:: Tasks and exercises ::
1. Please translate this sentence from the surgery recovery account below into Spanish: "The doctor recommended taking Tylenol and Ibuprofen every six hours at staggering times, so I essentially took something every three hours."
2. Carry the surgery recovery account below forward, starting after its final sentence.

They finally let Chris come back and we hung out there for a few minutes before the nurse asked me to go pee in the bathroom. They wanted to make sure I could walk and also that my bladder was functional. And like a good little patient, I peed. The nurse closed the curtains, and I changed back into my loungewear. They told Chris to pull up the car on the west side of the building where they’d wheel me out. At this point, I felt great. I wasn’t in any pain and I wasn’t groggy.

As we drove back home, I got a little nauseous, so I asked Chris to stop for ginger ale. Then I wanted ice cream, so we stopped by Andy’s Custard for a small vanilla ice cream cup with sprinkles. Meanwhile, I texted my friends and family, letting them know everything went smoothly. My throat started killing me from having the breathing tube in my throat during surgery. That lasted for two days and it made sleeping, eating, and drinking pretty unbearable.

Home Recovery Period

The doctor recommended taking Tylenol and Ibuprofen every six hours at staggering times, so I essentially took something every three hours. As the excitement of the day died down, the pain crept in. I woke up every few hours uncomfortable, bloated, and a little in pain. Not only was there pain at the incision sites (one by each hip and one at my belly button), but there was cramping too, like the kind I got from the Paragard IUD. I finally took one Oxy to help. I let myself sleep in on Tuesday.

:: Data provided ::
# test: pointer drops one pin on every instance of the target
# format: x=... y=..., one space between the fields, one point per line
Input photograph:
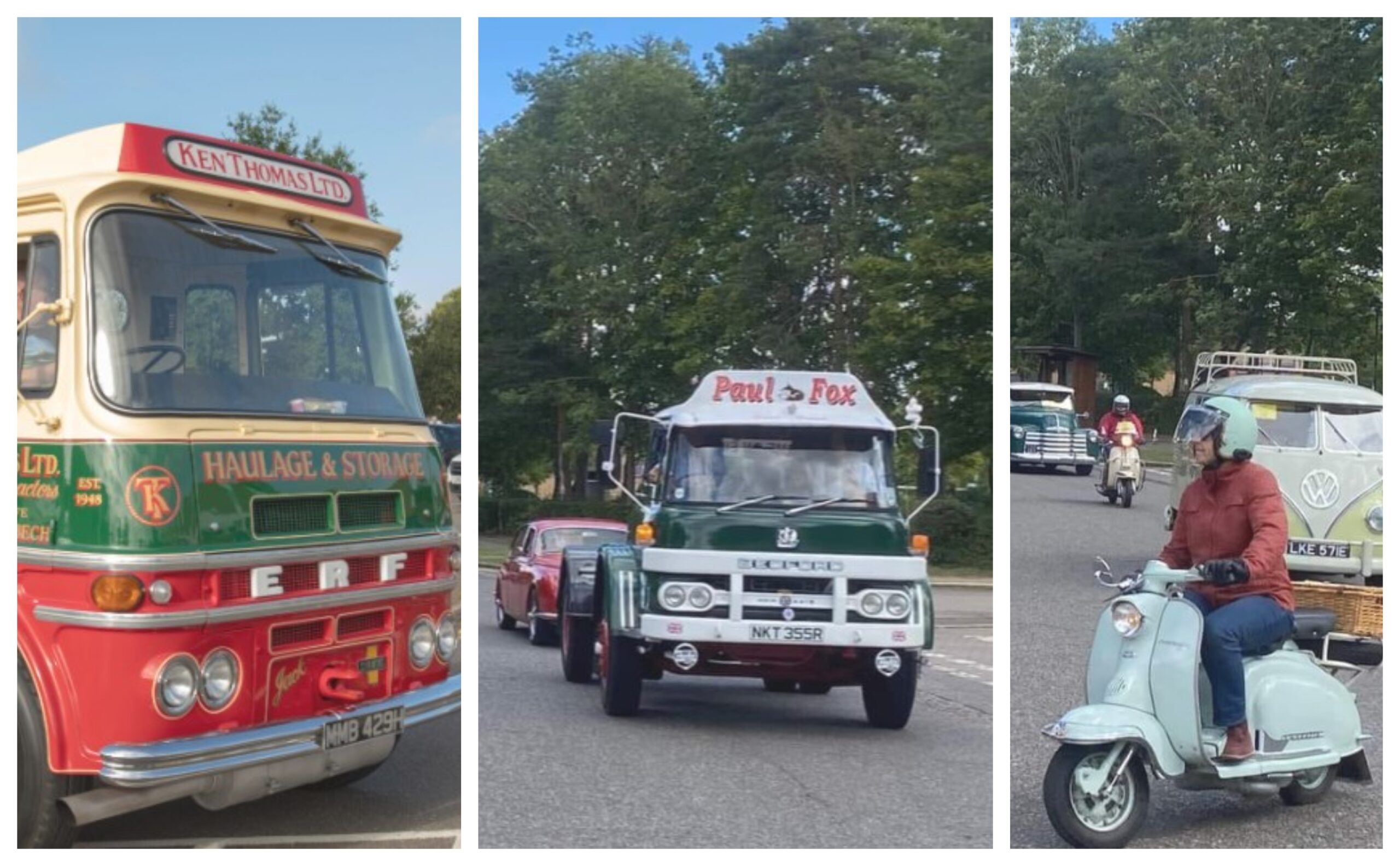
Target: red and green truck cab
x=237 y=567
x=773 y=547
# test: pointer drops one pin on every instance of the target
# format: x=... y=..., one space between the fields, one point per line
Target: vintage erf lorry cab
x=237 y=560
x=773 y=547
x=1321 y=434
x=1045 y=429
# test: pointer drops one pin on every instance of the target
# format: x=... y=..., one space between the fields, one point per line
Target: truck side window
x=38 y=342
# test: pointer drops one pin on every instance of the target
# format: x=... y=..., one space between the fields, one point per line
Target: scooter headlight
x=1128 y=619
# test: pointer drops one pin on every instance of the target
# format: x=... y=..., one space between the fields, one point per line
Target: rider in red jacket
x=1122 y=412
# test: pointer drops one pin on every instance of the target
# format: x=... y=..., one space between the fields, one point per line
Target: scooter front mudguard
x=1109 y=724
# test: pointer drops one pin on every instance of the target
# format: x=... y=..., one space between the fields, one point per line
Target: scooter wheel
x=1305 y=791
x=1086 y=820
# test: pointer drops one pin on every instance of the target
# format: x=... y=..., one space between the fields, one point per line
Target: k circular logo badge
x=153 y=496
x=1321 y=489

...

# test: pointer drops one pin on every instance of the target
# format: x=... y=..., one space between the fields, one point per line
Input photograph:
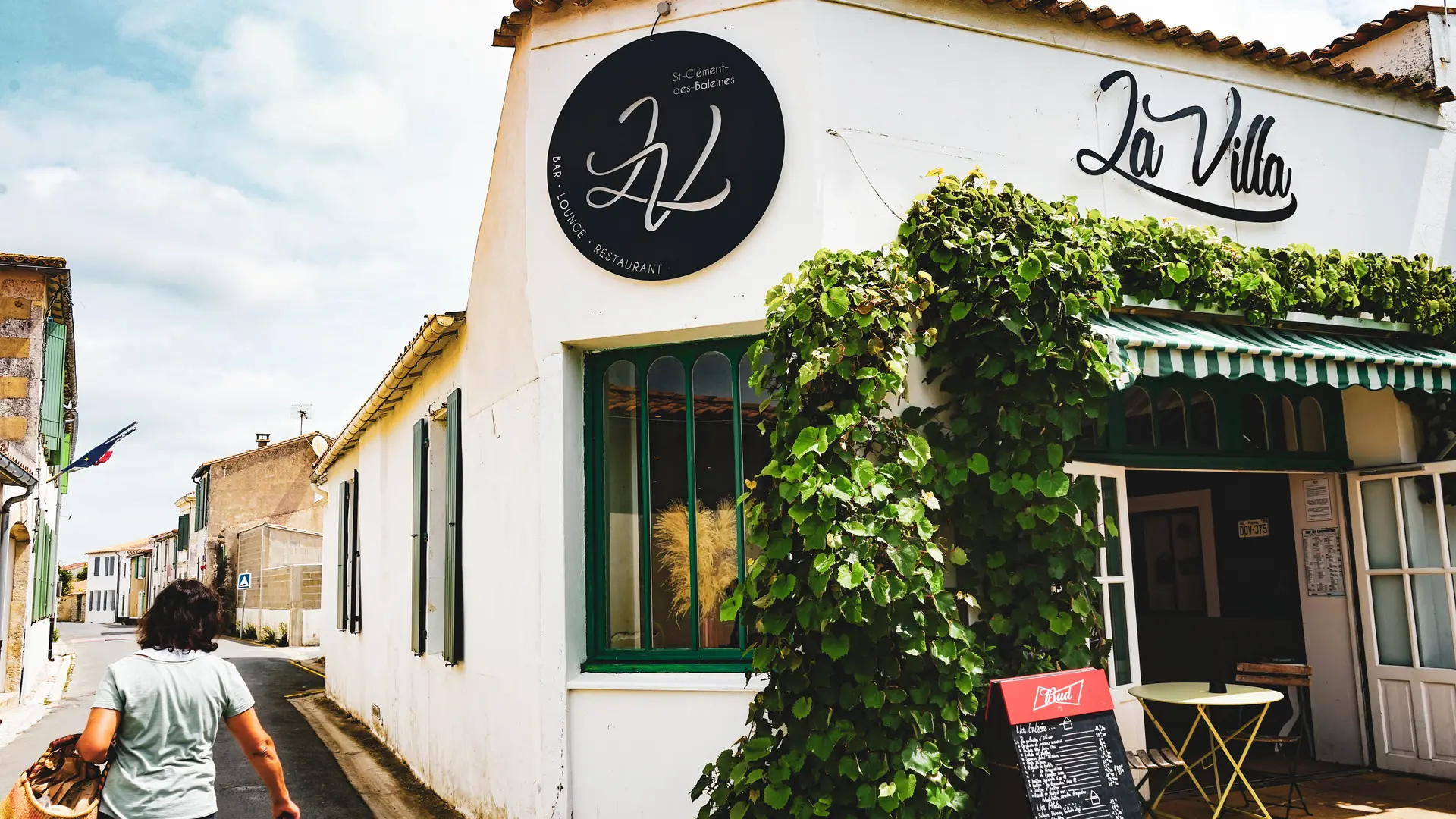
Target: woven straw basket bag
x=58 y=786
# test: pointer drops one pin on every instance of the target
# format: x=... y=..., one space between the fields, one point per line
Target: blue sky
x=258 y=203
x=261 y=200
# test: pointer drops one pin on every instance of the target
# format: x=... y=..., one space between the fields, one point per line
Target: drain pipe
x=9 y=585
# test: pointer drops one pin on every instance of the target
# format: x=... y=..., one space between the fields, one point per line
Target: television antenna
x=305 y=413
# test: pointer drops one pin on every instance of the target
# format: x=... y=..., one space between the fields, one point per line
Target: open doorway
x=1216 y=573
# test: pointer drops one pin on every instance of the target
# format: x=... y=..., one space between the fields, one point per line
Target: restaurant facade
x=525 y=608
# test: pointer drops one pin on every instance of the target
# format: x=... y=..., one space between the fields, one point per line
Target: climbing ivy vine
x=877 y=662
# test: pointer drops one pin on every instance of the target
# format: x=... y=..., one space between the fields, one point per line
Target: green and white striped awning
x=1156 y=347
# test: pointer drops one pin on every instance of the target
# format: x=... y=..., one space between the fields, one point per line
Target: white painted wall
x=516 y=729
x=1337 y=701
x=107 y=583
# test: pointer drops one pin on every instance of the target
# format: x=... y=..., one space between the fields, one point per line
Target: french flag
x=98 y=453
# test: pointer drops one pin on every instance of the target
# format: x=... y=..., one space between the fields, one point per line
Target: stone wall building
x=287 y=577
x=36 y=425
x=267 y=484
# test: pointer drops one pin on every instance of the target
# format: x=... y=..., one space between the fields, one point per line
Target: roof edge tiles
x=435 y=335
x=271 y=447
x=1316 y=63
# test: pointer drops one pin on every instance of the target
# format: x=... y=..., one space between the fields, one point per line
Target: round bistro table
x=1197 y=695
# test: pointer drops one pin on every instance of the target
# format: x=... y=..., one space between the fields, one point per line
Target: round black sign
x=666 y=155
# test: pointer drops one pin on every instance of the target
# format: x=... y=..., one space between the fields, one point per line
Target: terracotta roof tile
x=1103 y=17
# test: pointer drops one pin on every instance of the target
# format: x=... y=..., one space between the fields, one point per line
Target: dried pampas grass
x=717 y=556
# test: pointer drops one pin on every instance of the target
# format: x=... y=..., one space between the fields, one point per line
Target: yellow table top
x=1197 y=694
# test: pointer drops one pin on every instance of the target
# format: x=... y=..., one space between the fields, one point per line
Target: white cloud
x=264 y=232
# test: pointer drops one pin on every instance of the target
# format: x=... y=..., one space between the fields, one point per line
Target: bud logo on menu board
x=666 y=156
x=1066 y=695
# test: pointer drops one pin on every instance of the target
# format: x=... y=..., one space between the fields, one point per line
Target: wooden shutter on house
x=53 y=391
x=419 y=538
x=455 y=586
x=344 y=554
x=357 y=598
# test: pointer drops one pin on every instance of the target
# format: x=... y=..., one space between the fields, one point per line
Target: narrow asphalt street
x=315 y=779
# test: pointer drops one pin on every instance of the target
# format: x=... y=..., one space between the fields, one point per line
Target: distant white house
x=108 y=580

==

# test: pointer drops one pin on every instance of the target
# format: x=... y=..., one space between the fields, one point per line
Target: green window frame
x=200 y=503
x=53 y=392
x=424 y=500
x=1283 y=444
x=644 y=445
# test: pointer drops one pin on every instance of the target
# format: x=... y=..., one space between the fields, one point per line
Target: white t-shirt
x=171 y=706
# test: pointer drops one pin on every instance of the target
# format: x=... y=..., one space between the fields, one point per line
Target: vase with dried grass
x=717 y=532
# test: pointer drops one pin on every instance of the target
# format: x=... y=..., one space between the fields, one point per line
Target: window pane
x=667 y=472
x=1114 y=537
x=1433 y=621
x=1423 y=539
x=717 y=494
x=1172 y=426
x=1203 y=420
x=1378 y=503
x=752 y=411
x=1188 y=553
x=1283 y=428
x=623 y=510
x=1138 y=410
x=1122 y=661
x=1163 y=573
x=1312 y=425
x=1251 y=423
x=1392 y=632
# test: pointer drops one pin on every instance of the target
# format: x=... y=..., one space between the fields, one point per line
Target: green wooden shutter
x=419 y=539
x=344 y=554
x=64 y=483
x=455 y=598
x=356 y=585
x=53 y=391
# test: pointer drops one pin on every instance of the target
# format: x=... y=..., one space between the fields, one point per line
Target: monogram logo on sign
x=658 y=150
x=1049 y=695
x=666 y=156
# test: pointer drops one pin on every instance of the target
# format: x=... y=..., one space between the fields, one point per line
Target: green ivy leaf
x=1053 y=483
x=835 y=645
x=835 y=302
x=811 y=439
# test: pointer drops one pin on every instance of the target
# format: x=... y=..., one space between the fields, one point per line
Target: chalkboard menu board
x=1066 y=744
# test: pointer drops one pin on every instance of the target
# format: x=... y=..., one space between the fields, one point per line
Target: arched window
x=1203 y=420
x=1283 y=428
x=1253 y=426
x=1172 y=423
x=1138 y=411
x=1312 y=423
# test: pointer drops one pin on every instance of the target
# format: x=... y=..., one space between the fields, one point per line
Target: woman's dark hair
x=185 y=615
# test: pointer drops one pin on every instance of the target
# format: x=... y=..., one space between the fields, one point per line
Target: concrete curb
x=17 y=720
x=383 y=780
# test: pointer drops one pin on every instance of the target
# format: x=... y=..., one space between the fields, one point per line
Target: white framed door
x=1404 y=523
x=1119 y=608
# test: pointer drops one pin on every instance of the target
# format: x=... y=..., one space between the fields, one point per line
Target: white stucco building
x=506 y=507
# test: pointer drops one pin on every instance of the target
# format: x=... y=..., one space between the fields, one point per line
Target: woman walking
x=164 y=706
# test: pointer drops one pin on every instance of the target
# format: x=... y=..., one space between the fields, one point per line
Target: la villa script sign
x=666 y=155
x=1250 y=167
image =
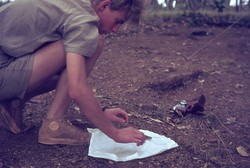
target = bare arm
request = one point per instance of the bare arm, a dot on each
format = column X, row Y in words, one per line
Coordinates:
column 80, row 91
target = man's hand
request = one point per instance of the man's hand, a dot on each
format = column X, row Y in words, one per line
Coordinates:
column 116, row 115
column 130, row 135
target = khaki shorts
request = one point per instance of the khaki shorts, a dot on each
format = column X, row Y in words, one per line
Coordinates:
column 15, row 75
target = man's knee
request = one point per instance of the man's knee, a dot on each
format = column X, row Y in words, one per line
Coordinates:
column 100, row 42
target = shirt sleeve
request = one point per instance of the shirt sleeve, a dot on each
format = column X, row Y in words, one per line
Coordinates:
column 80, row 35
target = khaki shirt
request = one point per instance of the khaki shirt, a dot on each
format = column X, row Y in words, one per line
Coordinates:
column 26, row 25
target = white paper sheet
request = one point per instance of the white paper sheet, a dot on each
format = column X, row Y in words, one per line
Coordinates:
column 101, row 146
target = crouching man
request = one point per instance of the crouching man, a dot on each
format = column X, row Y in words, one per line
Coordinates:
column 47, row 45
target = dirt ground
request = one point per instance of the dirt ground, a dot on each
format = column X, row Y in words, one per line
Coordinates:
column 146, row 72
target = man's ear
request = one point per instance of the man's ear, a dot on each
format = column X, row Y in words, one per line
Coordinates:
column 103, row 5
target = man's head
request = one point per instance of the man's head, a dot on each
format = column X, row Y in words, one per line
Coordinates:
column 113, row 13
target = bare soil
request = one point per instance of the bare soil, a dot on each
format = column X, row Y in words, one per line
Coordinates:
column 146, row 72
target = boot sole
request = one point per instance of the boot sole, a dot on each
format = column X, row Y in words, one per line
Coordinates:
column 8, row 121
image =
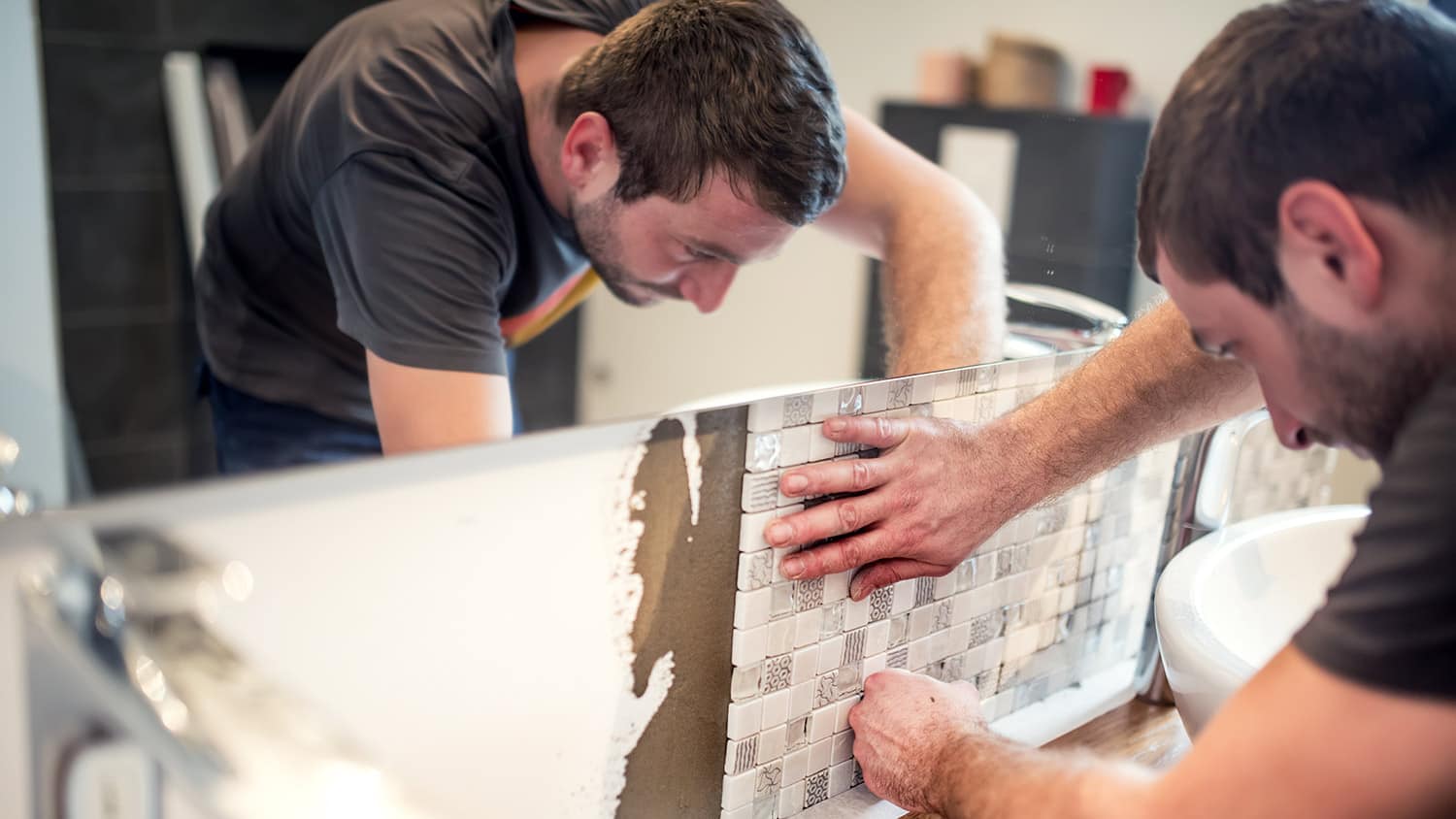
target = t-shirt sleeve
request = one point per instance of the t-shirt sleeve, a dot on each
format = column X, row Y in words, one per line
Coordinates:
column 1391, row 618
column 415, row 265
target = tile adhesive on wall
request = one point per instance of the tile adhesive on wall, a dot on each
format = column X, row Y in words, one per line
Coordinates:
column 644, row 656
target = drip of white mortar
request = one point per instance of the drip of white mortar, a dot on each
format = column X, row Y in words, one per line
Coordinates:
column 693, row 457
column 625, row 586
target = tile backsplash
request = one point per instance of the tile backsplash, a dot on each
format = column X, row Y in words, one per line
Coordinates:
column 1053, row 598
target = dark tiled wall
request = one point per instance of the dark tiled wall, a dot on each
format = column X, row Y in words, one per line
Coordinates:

:: Answers to this exercise ::
1. El médico recomendó tomar Tylenol e ibuprofeno cada seis horas en horarios escalonados, así que básicamente tomaba algo cada tres horas.

2.
It’s now Saturday, five days after the surgery, and I feel just fine. The cramping and air bubble that hung around my diaphragm disappeared. It’s still a little tender at the incision sites, but I can move around just fine. I know I’m not supposed to bike or lift anything heavier than 10 pounds for two weeks. I can walk around easily and luckily, I haven’t needed to go to many places, so PJs have been helpful to prevent anything tight around the cuts (P.S. – they’re not big, about 5 mm long each). 

She was even able to avoid my tattoos. At first, she asked if it would be okay to cut over (into?) the purple octopus that graced my lower stomach. “Of course,” I told her. “Do what you go to do.” It was a nice surprise to see my octopus still intact.

Five Days Later

I realize it’s only been fives days, but this was 18 years in the making. I’m stoked that I don’t have to worry about taking a pill, getting a shot, or having something inside my uterus that I continually have to monitor. It feels like I’m finally free from having to worry about getting pregnant. Yes, I’ll still get periods (which, by the way, are now only four days long with light bleeding since getting the Paragard removed), and I’m not going through menopause any time soon. Everything continues on like business as usual.

Questioning Resentment

At first, I struggled with the fact that I’d have to go through this invasive surgery and not my husband. His biggest inconvenience was having to wait at the hospital all day, reading anime. I thought I’d have a lot of resentment toward him because it still isn’t fair that birth control falls on women’s shoulders—or fallopian tubes, in this case. A vasectomy is easier, safer, and faster. And how dare he make me put my life at risk to avoid US (yes, us) from getting pregnant, right?

Every day leading up to surgery, I questioned my resentment toward Chris. And I realized—this wasn’t for him. I never asked his permission. Honestly, I didn’t even ask how he thought about it. This was for me. I hated always worrying about getting pregnant. I hated how that ruined sex for me (not forgetting STDs, don’t worry).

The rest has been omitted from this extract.